Stored records
Begin
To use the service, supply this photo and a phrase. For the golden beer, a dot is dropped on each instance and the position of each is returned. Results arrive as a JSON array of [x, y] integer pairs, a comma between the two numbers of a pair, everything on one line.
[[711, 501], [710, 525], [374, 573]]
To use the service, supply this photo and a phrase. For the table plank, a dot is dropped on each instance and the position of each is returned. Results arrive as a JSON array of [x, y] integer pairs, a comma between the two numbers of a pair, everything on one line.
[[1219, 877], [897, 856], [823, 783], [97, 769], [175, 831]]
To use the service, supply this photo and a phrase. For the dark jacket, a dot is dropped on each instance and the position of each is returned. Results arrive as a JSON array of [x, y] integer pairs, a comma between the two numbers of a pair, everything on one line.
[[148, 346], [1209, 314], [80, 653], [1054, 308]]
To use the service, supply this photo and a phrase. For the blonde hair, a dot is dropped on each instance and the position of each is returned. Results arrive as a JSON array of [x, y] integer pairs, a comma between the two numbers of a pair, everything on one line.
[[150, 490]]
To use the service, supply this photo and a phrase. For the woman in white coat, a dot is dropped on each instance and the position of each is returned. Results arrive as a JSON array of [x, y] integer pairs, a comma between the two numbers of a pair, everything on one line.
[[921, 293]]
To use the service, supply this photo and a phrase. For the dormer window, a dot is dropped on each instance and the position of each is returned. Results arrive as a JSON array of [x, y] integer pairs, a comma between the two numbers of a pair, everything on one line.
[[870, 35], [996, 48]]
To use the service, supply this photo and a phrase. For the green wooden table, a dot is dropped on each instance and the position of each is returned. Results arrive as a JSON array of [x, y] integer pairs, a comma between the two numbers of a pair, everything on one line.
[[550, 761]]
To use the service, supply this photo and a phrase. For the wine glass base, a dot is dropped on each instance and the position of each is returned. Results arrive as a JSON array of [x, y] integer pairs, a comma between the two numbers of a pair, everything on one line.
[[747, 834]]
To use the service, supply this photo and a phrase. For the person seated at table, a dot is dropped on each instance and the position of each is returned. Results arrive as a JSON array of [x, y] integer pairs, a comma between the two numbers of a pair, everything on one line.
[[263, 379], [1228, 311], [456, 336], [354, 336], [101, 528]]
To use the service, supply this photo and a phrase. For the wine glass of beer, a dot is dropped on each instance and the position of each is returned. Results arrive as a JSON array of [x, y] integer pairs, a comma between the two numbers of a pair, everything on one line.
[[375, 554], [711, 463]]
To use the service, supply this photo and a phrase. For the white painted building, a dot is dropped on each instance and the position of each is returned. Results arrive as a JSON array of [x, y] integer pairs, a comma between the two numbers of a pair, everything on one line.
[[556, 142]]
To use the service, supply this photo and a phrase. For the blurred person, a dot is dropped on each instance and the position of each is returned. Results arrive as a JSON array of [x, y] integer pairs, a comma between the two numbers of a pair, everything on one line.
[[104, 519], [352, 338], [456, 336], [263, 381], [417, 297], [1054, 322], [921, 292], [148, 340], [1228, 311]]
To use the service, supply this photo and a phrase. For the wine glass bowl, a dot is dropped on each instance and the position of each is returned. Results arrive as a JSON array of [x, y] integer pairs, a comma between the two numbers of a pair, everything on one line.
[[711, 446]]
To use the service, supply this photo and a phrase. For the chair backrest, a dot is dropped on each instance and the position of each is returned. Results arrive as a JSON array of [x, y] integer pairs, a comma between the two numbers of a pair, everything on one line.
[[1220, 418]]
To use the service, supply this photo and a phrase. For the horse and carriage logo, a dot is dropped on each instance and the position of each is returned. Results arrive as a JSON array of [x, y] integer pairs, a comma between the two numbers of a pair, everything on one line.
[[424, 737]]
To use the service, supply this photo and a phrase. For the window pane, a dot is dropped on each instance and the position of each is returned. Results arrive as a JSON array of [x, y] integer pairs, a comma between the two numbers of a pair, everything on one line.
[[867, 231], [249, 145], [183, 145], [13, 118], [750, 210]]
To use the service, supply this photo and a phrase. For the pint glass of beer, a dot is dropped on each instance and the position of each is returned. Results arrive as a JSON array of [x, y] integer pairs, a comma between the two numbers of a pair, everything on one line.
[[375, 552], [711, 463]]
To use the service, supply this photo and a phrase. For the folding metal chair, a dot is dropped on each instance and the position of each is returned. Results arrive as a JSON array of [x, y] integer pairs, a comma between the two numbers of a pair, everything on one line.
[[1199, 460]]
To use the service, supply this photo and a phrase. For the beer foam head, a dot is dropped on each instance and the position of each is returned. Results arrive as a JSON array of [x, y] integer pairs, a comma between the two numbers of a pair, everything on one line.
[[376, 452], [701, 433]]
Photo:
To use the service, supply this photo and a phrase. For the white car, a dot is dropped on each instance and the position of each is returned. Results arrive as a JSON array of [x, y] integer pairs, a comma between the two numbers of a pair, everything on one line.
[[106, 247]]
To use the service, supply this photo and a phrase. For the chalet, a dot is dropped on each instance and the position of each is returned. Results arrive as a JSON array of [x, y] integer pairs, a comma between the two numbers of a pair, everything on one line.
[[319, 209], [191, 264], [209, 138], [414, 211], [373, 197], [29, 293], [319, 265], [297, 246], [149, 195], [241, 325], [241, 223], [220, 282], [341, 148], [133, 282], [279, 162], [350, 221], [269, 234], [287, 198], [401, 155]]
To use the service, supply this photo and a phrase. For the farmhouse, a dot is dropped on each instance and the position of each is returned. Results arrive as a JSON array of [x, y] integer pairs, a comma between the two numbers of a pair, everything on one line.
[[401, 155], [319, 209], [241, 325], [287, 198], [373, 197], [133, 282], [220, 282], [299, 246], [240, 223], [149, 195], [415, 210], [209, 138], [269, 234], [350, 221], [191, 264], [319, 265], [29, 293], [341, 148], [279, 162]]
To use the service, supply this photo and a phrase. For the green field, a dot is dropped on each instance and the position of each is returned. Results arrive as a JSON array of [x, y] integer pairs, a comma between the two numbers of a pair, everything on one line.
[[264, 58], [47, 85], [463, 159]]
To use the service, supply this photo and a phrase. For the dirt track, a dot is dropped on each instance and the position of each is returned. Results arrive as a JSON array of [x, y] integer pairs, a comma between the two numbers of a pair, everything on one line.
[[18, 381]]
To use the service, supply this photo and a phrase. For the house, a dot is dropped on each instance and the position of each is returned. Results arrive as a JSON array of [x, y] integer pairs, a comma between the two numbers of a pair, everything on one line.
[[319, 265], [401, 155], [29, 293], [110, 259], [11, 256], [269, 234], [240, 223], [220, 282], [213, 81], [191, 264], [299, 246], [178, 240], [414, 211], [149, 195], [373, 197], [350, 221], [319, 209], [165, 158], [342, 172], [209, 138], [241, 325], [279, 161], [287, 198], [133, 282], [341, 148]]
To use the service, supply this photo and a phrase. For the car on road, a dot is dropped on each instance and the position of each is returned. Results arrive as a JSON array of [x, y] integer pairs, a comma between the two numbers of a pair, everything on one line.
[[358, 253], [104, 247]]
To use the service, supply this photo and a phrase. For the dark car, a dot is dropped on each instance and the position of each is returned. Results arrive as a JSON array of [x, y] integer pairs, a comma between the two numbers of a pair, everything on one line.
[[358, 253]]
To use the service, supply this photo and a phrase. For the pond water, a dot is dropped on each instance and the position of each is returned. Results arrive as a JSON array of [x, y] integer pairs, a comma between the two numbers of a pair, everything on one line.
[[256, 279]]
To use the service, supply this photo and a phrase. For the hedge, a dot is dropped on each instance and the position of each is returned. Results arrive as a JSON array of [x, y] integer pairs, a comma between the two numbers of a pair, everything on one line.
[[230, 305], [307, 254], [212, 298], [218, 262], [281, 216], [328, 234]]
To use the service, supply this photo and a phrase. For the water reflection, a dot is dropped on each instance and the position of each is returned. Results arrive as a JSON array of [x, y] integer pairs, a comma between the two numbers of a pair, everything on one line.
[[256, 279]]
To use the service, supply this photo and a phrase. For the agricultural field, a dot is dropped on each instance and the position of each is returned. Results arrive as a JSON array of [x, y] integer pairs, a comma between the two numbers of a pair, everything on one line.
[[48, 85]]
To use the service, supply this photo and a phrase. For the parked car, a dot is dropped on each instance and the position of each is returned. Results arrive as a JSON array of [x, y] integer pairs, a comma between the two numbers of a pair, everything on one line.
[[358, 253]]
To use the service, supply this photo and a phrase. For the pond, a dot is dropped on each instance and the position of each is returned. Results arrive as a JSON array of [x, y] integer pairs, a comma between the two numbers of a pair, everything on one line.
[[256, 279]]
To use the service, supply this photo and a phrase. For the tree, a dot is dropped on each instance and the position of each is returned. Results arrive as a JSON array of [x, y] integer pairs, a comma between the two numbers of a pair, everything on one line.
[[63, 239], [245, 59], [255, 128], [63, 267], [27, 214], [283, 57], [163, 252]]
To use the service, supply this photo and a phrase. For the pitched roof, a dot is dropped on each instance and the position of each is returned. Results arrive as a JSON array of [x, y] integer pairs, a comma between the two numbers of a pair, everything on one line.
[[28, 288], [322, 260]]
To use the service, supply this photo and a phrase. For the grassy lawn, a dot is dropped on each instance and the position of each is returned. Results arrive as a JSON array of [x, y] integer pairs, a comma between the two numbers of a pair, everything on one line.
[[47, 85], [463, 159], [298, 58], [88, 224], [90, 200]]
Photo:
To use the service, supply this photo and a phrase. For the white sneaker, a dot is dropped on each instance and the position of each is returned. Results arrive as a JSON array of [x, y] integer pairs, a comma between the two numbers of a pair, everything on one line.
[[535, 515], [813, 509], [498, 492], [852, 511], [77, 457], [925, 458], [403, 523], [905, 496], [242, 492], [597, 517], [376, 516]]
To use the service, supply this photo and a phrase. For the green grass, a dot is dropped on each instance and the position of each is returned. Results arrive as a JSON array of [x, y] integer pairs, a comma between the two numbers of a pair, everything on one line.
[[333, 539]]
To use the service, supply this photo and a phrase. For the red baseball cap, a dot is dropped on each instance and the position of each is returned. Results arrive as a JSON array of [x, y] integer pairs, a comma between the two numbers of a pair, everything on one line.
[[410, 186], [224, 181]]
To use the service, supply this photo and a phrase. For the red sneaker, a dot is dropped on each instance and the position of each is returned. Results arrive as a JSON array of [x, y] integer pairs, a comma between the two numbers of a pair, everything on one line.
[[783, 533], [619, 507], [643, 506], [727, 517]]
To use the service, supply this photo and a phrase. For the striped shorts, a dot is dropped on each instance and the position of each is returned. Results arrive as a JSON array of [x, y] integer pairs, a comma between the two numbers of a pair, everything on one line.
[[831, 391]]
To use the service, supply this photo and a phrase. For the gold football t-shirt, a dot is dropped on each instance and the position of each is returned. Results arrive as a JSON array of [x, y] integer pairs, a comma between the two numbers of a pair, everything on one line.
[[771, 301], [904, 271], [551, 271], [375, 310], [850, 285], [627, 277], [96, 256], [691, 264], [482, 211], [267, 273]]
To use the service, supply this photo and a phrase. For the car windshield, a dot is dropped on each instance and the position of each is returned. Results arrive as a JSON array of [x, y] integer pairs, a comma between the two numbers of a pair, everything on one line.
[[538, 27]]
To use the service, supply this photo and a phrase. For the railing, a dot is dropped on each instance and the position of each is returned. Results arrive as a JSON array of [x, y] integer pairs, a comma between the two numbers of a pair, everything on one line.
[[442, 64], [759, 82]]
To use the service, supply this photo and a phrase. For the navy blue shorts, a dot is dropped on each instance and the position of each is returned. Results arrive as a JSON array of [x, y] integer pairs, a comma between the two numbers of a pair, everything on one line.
End
*DIRECTIONS FOR THIS TASK*: Copy the lines of the listing above, starting with the line that contains "the red baseball" and going on through the line that contains "[[410, 186], [224, 181]]", keeping the requests unchanged and adjusting every point coordinate in the answers by -22.

*RESULT FOR THIS EXERCISE*:
To use the service, supply this photo and a phrase. For the red baseball cap, a dot is dropped on each instance and the position of each is returned. Results arrive as a JSON array of [x, y] integer pairs, a comma between the two numbers of a pair, everything on one line.
[[388, 164], [202, 159]]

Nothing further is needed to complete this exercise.